• _Data_
——
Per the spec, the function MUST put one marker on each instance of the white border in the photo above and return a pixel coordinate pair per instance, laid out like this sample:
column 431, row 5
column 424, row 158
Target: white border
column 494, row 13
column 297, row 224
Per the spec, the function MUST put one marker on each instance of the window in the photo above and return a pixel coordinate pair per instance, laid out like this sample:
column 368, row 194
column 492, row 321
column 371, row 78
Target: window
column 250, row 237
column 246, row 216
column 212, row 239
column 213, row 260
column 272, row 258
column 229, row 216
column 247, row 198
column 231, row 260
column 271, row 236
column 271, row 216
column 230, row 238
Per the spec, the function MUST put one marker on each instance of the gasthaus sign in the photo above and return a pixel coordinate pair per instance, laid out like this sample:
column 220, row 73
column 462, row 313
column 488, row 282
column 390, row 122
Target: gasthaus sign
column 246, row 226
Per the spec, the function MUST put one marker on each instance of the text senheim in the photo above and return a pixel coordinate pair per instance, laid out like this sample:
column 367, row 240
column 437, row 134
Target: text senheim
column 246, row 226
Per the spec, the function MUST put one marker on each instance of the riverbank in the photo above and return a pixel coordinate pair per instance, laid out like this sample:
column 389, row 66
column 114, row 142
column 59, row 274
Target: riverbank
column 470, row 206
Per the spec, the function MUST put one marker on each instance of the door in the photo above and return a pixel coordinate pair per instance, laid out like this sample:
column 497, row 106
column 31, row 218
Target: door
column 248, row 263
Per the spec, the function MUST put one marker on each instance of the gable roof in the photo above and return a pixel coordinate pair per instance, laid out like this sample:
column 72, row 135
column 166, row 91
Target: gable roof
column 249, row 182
——
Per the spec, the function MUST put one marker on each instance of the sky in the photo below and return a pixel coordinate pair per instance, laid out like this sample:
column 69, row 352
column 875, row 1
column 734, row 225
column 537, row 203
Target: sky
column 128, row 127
——
Look above for the line that contains "of the white". Starting there, transcribe every line exactly until you have copied the line that contains "column 371, row 78".

• _Answer area_
Per the spec, the function MUST put one marker on each instance of the white border in the photo above and return a pixel coordinate pair per instance, laid out like this sample:
column 431, row 5
column 424, row 158
Target: white border
column 494, row 13
column 297, row 224
Per the spec, the function MUST put one marker on each instance of the window in the photo above and return a pixel coordinate pair per instance, laid out like this sample:
column 368, row 194
column 492, row 321
column 371, row 78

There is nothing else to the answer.